[TASK TO CARRY OUT]: Below are the records; give again exactly the line with "the blue folding", the line with "the snow covered", and each line that lies between them, and nothing besides.

Stored data entries
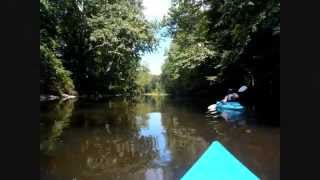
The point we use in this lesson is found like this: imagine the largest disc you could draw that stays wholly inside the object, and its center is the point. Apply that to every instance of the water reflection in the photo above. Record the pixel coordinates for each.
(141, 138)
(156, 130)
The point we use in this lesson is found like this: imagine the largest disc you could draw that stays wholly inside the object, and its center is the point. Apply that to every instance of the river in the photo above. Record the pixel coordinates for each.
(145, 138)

==

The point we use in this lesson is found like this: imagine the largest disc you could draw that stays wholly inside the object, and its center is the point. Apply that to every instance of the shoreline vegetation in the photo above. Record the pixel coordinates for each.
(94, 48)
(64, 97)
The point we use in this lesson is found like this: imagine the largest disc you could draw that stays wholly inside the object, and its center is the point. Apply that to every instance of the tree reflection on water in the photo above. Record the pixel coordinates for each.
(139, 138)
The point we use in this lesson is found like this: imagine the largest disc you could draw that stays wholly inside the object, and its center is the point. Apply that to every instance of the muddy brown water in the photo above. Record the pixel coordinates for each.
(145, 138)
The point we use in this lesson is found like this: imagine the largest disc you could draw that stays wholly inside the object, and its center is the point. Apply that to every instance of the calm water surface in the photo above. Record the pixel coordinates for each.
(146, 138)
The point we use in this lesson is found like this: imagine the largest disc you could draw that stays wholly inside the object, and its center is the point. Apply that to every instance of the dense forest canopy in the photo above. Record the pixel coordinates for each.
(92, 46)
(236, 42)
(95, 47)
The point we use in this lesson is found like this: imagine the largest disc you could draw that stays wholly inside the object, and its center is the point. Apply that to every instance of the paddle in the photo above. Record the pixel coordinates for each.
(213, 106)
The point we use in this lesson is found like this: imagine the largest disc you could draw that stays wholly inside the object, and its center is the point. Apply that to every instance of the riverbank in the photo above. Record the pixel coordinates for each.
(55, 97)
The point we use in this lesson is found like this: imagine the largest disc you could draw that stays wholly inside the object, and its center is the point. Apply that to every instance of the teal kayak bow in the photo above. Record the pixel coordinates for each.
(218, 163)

* * *

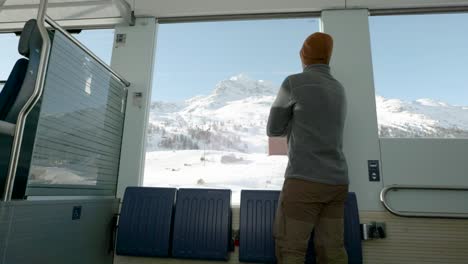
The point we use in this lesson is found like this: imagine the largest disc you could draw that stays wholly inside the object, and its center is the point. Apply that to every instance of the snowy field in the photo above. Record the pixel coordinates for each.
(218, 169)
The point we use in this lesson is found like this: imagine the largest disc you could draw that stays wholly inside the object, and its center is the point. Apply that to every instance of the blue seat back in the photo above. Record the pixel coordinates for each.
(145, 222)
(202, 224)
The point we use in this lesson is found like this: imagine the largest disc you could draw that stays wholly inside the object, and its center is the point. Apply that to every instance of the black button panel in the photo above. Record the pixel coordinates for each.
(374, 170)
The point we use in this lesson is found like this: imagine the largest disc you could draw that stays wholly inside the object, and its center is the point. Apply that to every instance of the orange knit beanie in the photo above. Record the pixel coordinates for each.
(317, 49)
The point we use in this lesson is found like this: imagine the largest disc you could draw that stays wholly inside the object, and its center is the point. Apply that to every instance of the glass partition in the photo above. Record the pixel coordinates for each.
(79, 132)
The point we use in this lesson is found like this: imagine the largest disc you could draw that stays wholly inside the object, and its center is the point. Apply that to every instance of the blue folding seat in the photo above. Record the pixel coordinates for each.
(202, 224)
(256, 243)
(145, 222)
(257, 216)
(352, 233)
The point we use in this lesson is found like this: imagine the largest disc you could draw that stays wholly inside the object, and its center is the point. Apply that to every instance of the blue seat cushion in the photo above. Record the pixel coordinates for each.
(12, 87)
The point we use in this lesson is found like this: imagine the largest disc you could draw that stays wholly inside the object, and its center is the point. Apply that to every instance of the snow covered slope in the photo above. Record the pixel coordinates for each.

[ANSWER TO THE PROBLEM]:
The point we use in this lesson is found like this: imagine the largest disc you could draw that stays wholly inside the object, and its center is the point. Apply that to every instance of the blue folding seat in the photo above. Record the pixel coordinates for each.
(202, 224)
(256, 243)
(145, 222)
(257, 216)
(352, 233)
The point we use in this lesson is found like this: imagine the largest disc you could draw that stays wholly inside the object, and its center is the point. Apply that to every instance of the blue seat cushion in the photo above. Record the pixel coordinates for each.
(12, 87)
The point we use in this lesson is found like this: imagine the largest disc you could draw that stays wholly inside the object, and its center is the point. Apply that to every instance of the snow covered slope in the photo above. Record the pixel coordinates for each.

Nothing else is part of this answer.